Your task – Word for word, repeat the records, leaving every picture behind.

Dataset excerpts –
*** Block opens ***

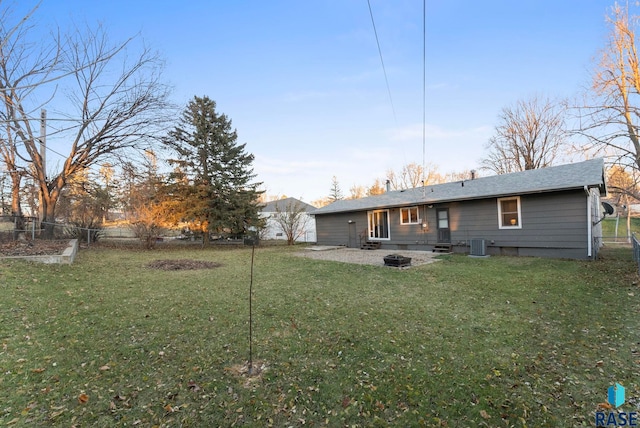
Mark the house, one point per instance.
(307, 223)
(549, 212)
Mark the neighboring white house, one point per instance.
(273, 229)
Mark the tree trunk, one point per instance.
(48, 199)
(16, 207)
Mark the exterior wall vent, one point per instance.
(478, 247)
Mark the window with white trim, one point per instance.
(509, 213)
(409, 215)
(378, 224)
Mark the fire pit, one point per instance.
(397, 260)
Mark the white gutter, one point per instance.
(589, 223)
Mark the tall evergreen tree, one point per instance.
(215, 183)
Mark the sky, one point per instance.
(304, 86)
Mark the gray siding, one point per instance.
(553, 225)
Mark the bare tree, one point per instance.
(413, 175)
(115, 101)
(529, 135)
(292, 219)
(357, 192)
(610, 118)
(26, 77)
(335, 194)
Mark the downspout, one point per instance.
(589, 223)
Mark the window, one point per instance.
(409, 215)
(509, 213)
(378, 224)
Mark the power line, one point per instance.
(382, 61)
(424, 91)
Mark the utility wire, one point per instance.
(424, 91)
(382, 62)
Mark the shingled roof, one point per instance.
(577, 175)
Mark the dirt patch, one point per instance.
(182, 264)
(241, 371)
(32, 248)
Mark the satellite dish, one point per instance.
(608, 208)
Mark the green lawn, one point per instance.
(609, 226)
(462, 342)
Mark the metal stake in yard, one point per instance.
(253, 250)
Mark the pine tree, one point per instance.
(216, 188)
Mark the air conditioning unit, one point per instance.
(478, 247)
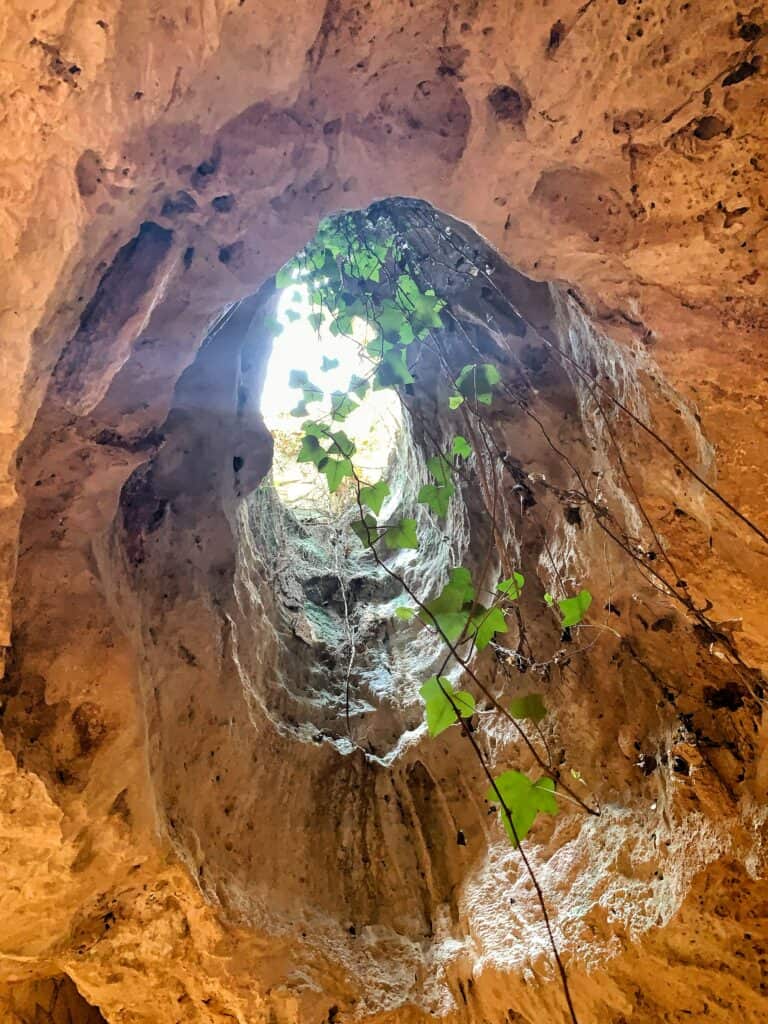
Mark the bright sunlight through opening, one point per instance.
(330, 361)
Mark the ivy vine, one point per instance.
(360, 268)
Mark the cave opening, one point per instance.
(310, 363)
(329, 373)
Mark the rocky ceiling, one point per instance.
(163, 858)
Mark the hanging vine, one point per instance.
(372, 268)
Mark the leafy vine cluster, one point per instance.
(365, 267)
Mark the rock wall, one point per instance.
(162, 846)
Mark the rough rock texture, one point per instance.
(165, 845)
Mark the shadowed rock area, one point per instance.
(187, 832)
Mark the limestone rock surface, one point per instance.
(173, 848)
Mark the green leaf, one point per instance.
(341, 406)
(336, 470)
(436, 497)
(401, 536)
(440, 714)
(477, 380)
(485, 624)
(524, 800)
(449, 612)
(531, 707)
(366, 264)
(341, 325)
(461, 446)
(285, 275)
(512, 588)
(374, 496)
(423, 307)
(367, 530)
(314, 429)
(342, 444)
(573, 609)
(310, 451)
(358, 385)
(393, 324)
(378, 348)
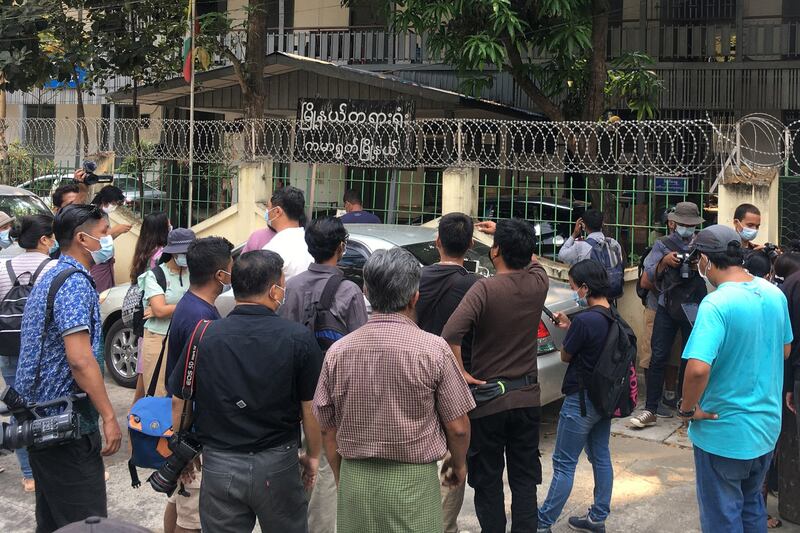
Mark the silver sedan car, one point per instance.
(120, 343)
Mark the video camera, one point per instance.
(89, 168)
(31, 427)
(184, 450)
(685, 263)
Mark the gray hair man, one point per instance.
(400, 377)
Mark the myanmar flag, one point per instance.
(188, 54)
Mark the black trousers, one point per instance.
(514, 436)
(70, 483)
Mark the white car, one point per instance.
(120, 343)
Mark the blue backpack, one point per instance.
(150, 426)
(613, 264)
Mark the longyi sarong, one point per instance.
(379, 496)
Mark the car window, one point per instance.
(18, 206)
(427, 254)
(353, 261)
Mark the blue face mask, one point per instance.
(106, 251)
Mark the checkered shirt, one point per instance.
(388, 388)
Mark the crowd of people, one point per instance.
(314, 414)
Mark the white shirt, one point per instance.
(291, 245)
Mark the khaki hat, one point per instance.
(5, 219)
(687, 214)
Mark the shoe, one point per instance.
(644, 419)
(584, 523)
(664, 411)
(672, 403)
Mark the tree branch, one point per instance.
(238, 68)
(518, 71)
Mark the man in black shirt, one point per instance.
(255, 379)
(441, 288)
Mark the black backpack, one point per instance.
(611, 385)
(326, 328)
(133, 303)
(12, 308)
(614, 266)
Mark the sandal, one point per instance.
(773, 523)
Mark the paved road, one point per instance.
(653, 485)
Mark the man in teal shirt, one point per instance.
(733, 383)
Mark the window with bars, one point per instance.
(697, 11)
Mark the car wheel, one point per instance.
(121, 353)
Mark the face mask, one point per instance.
(704, 273)
(283, 299)
(748, 234)
(106, 251)
(225, 286)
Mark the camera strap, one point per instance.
(190, 368)
(55, 286)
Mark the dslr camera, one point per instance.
(685, 259)
(772, 251)
(31, 427)
(89, 168)
(184, 450)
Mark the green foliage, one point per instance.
(546, 45)
(632, 80)
(22, 62)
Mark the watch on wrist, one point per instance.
(686, 414)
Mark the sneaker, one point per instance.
(664, 411)
(644, 419)
(586, 524)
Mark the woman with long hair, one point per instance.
(34, 234)
(152, 239)
(583, 345)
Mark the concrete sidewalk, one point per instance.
(653, 484)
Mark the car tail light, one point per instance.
(545, 341)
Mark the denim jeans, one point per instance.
(8, 365)
(664, 330)
(729, 493)
(576, 433)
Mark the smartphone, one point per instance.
(471, 266)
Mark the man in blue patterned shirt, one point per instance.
(66, 359)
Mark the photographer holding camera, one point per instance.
(254, 375)
(670, 269)
(60, 355)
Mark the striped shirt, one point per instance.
(24, 265)
(388, 388)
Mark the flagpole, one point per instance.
(191, 108)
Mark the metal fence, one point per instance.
(548, 173)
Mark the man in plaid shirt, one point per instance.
(391, 401)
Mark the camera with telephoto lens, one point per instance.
(90, 178)
(772, 251)
(184, 450)
(32, 428)
(685, 263)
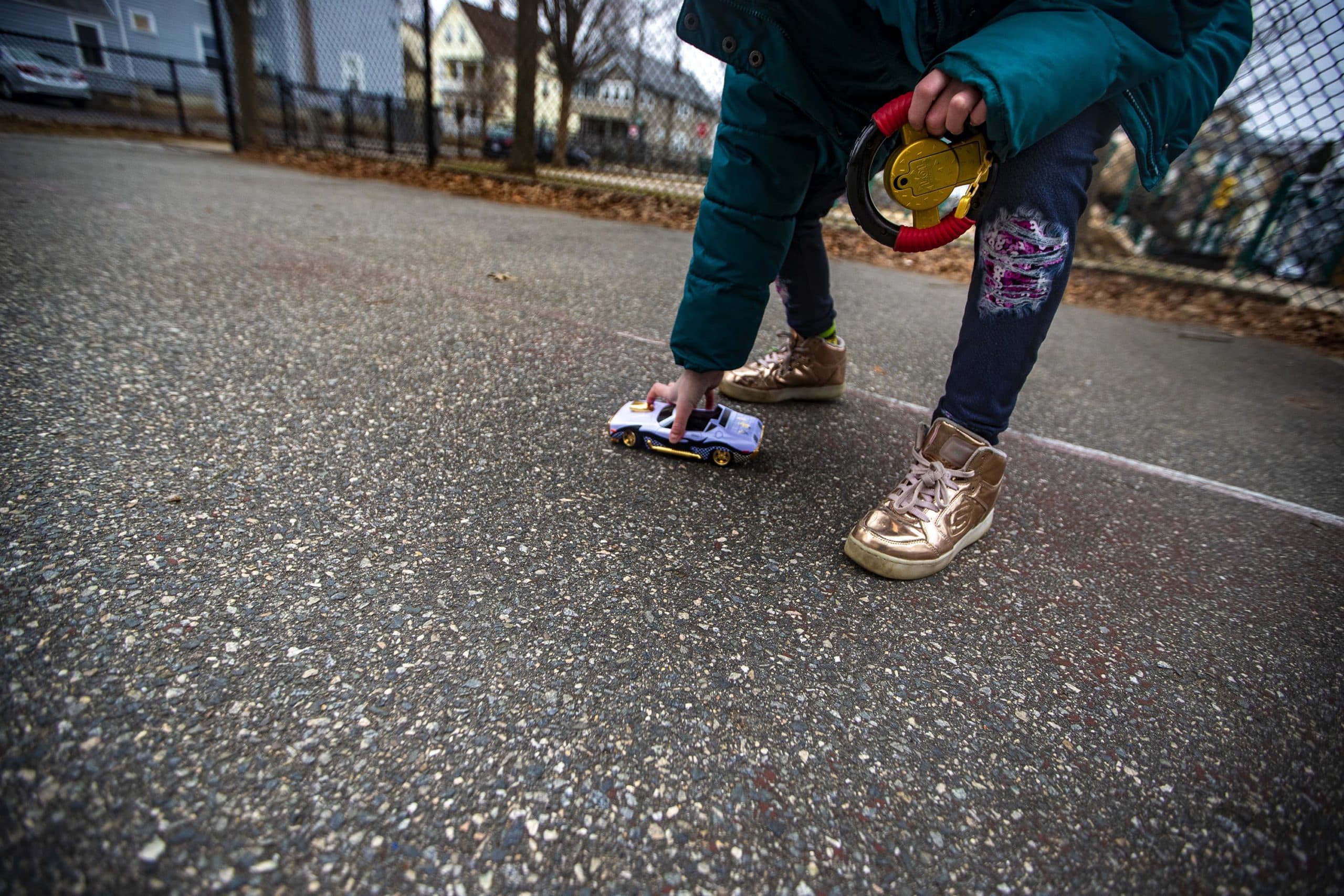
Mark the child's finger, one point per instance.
(925, 93)
(680, 418)
(937, 119)
(959, 109)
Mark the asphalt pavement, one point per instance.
(319, 575)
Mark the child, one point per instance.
(1050, 80)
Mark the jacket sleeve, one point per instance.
(764, 155)
(1042, 62)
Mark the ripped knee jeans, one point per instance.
(1025, 248)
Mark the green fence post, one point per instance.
(1246, 260)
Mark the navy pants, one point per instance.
(1025, 249)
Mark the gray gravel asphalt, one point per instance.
(319, 577)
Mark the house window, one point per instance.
(207, 47)
(89, 37)
(143, 22)
(353, 71)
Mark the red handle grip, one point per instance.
(886, 123)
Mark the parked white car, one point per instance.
(25, 73)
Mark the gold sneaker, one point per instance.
(804, 368)
(945, 503)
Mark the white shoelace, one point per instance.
(928, 487)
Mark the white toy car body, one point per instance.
(719, 437)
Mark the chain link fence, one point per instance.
(1256, 205)
(1257, 202)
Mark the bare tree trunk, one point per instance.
(522, 160)
(307, 46)
(245, 75)
(562, 127)
(635, 94)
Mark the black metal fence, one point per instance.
(64, 81)
(1257, 202)
(1256, 205)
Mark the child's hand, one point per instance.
(942, 105)
(686, 395)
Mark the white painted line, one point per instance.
(1141, 467)
(642, 339)
(1107, 457)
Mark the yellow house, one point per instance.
(472, 51)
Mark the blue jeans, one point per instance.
(1025, 249)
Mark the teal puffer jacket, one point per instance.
(804, 77)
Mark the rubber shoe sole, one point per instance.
(790, 394)
(891, 567)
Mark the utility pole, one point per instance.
(522, 159)
(430, 119)
(226, 81)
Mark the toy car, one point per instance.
(719, 437)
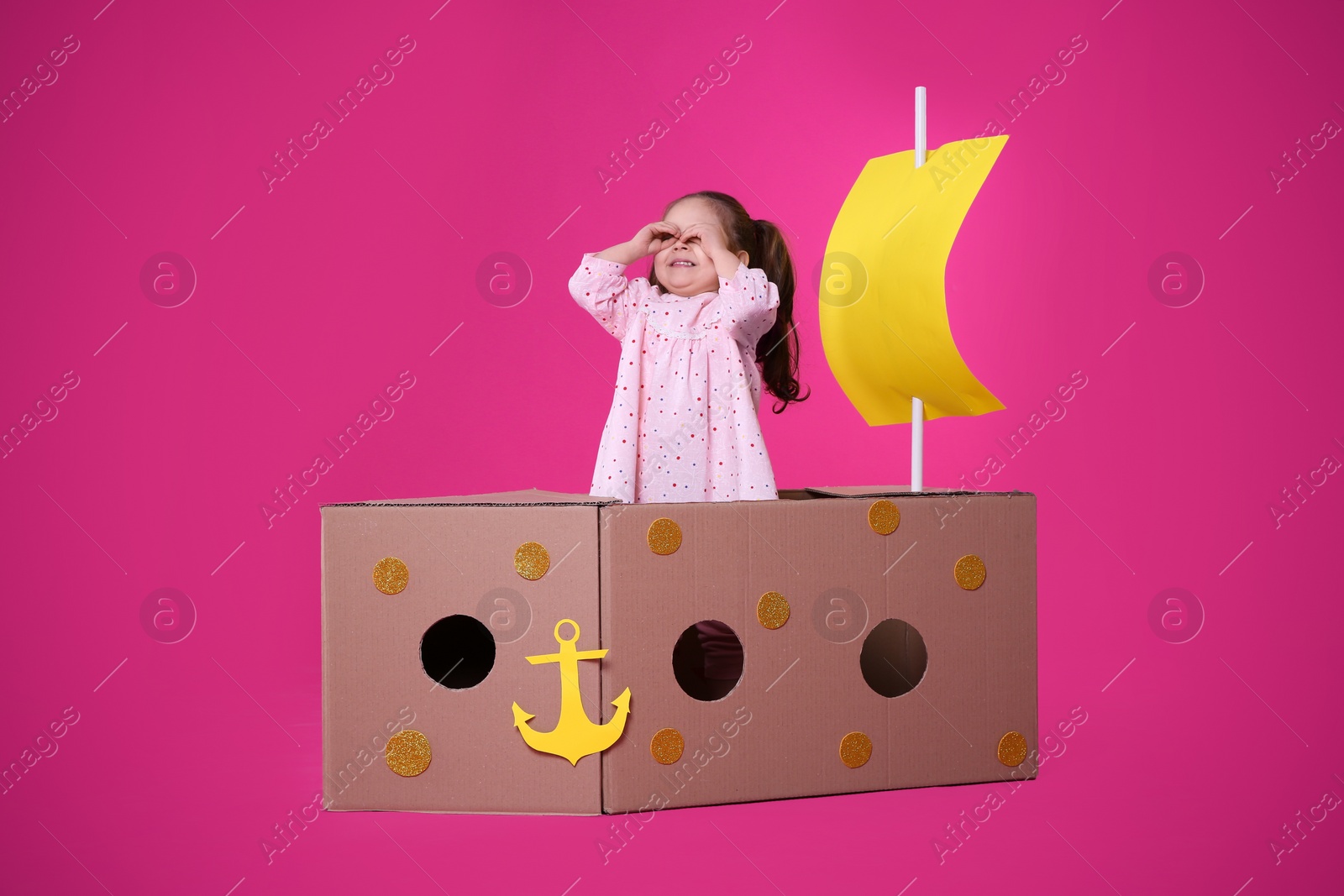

*** Block closes ***

Output for this task –
Mark the house, one point per instance.
(307, 223)
(549, 212)
Mark the neighboring white house, one point per instance.
(273, 229)
Mark the tree trunk, one point per instance.
(48, 199)
(16, 207)
Mark the exterior wall vent, one point per instance.
(478, 247)
Mark the window with white trim, one point per instance.
(509, 213)
(409, 215)
(378, 224)
Mark the fire pit, one point per instance.
(397, 260)
Mark the white gutter, one point per instance.
(589, 223)
Mark the tall evergreen tree, one point per instance.
(215, 183)
Mark the sky, one point per instance.
(304, 86)
Mark the gray siding, one point per instance.
(553, 225)
Mark the bare tree, one point per instance.
(413, 175)
(115, 101)
(529, 135)
(292, 219)
(357, 192)
(610, 118)
(26, 77)
(335, 194)
Mark the downspout, one point per instance.
(589, 223)
Mark the window, one point per instance.
(409, 215)
(509, 213)
(378, 224)
Mark the power line, one point per instance.
(382, 61)
(424, 91)
Mark the utility wire, one point per instance.
(424, 91)
(382, 62)
Mark the shingled roof, one point per instance.
(577, 175)
Mark the dirt patch, one point per instance.
(182, 264)
(241, 371)
(32, 248)
Mark the satellite dish, one point per instance.
(608, 208)
Mark the green lawn, one point per instance.
(609, 226)
(462, 342)
Mark the metal stake in yard, one point per instance.
(253, 250)
Mark the pine tree, one point per instance.
(216, 188)
Mark the air conditioning unit, one point per instance.
(478, 247)
Mark the bright sunlight through opening, one point per instance.
(330, 361)
Mark the ivy vine, one point per instance.
(360, 268)
Mark the cave opening, one point per instance.
(310, 363)
(329, 373)
Mark the rocky ceiling, one point per instance.
(163, 858)
Mark the hanging vine, one point per instance.
(372, 268)
Mark the leafy vine cluster, one point per instance.
(365, 267)
Mark the rock wall, one point per instance.
(162, 846)
Mark the rough rock texture, one point per instance.
(165, 845)
Mark the shadowed rock area, one point per instance.
(187, 832)
Mark the limestone rock surface, one point per instance.
(173, 848)
Mark the green leaf, one point per instance.
(341, 406)
(336, 470)
(436, 497)
(401, 536)
(440, 714)
(477, 380)
(485, 624)
(524, 800)
(449, 612)
(531, 707)
(366, 264)
(341, 325)
(461, 446)
(285, 275)
(512, 588)
(374, 496)
(423, 307)
(367, 530)
(314, 429)
(342, 444)
(573, 609)
(310, 451)
(358, 385)
(393, 324)
(378, 348)
Mark the silver sedan car, one point per instance.
(120, 343)
Mark the video camera, one point per instance.
(89, 168)
(31, 427)
(184, 450)
(685, 263)
Mark the gray hair man, one point per instance.
(400, 377)
Mark the myanmar flag, one point per instance.
(188, 54)
Mark the black trousers, one point per instance.
(514, 436)
(70, 483)
Mark the white car, one point per instance.
(120, 343)
Mark the blue backpack, one point per instance.
(150, 426)
(613, 264)
Mark the longyi sarong, one point per instance.
(379, 496)
Mark the car window, one point per instance.
(18, 206)
(427, 254)
(353, 261)
Mark the blue face mask, one point per instance.
(106, 251)
Mark the checkered shirt, one point per instance.
(388, 388)
Mark the crowd of people, one point per instance.
(314, 414)
Mark the white shirt, one point per instance.
(291, 245)
Mark the khaki hat, one point per instance.
(5, 219)
(687, 214)
Mark the shoe, one point per instance.
(644, 419)
(584, 523)
(664, 411)
(672, 403)
Mark the tree branch, one point per instance.
(238, 68)
(518, 71)
Mark the man in black shirt, one point per instance.
(255, 379)
(441, 288)
Mark the black backpack, one point per instance.
(611, 385)
(326, 328)
(133, 303)
(12, 308)
(614, 266)
Mark the sandal, one point per instance.
(773, 523)
Mark the paved road, one point per instance.
(653, 485)
Mark the man in teal shirt, one point per instance.
(733, 383)
Mark the window with bars, one point per instance.
(697, 11)
Mark the car wheel, one point per instance.
(121, 353)
Mark the face mask, one point per instance.
(704, 273)
(283, 299)
(748, 234)
(106, 251)
(225, 286)
Mark the camera strap, one point per instance.
(190, 368)
(55, 286)
Mark the dslr camera, one point per instance.
(685, 259)
(772, 251)
(31, 427)
(89, 168)
(184, 450)
Mark the green foliage, one point per instance.
(546, 45)
(632, 80)
(22, 62)
Mark the watch on wrist, one point per instance.
(686, 414)
Mark the sneaker, one point per instance.
(664, 411)
(644, 419)
(586, 524)
Mark the woman with long hair, one point per instance.
(34, 234)
(152, 239)
(583, 345)
Mark the concrete sidewalk, one point per instance.
(653, 484)
Mark the car tail light, one point per instance.
(545, 341)
Mark the denim jeans, one point per instance.
(8, 365)
(664, 330)
(729, 493)
(576, 433)
Mark the smartphone, one point per instance.
(471, 266)
Mark the man in blue patterned shirt, one point per instance.
(66, 359)
Mark the photographer holding camera, one point per instance.
(254, 375)
(670, 269)
(60, 355)
Mark the striped shirt, one point per instance.
(24, 265)
(388, 388)
Mark the flagpole, one point per instance.
(191, 108)
Mark the metal fence, one point per instance.
(548, 173)
Mark the man in plaid shirt, one point per instance.
(391, 401)
Mark the camera with telephoto lens, one point per instance.
(90, 178)
(772, 251)
(184, 450)
(32, 428)
(685, 263)
Mark the child's finger, one point per instance.
(925, 93)
(680, 418)
(937, 119)
(959, 109)
Mark the asphalt pavement, one point per instance.
(319, 575)
Mark the child, one point per instance.
(1050, 80)
Mark the jacket sleeve, one point per instance.
(764, 155)
(1042, 62)
Mark the ripped knee jeans, one point per instance.
(1025, 248)
Mark the green fence post, one point per instance.
(1246, 260)
Mark the navy pants, one point per instance.
(1025, 249)
Mark the gray gravel asphalt, one point per instance.
(319, 577)
Mark the house window, one point per instance.
(207, 47)
(89, 37)
(143, 22)
(353, 71)
Mark the red handle grip, one point per instance.
(886, 123)
Mark the parked white car, one point per instance.
(25, 73)
Mark the gold sneaker, one point per instance.
(804, 368)
(945, 503)
Mark the white shoelace, one point per instance.
(928, 487)
Mark the white toy car body, one point per instance.
(719, 437)
Mark the chain link fence, one point per instance.
(1256, 205)
(1257, 202)
Mark the bare tree trunk, one point per instance.
(522, 160)
(307, 46)
(245, 75)
(562, 127)
(635, 94)
Mark the black metal fence, one point per instance.
(64, 81)
(1257, 202)
(1256, 205)
Mark the child's hand, one point per instance.
(942, 105)
(686, 395)
Mark the white painted line, one point per instance.
(1141, 467)
(642, 339)
(1107, 457)
Mark the yellow house, one point per instance.
(472, 51)
Mark the blue jeans, one point per instance.
(1025, 249)
Mark the teal puffer jacket, one point per instance.
(804, 77)
Mark the rubber shoe sole, one point per instance.
(790, 394)
(891, 567)
Mark the utility pole, one point per instance.
(522, 159)
(430, 119)
(226, 81)
Mark the toy car, one point per instance.
(719, 437)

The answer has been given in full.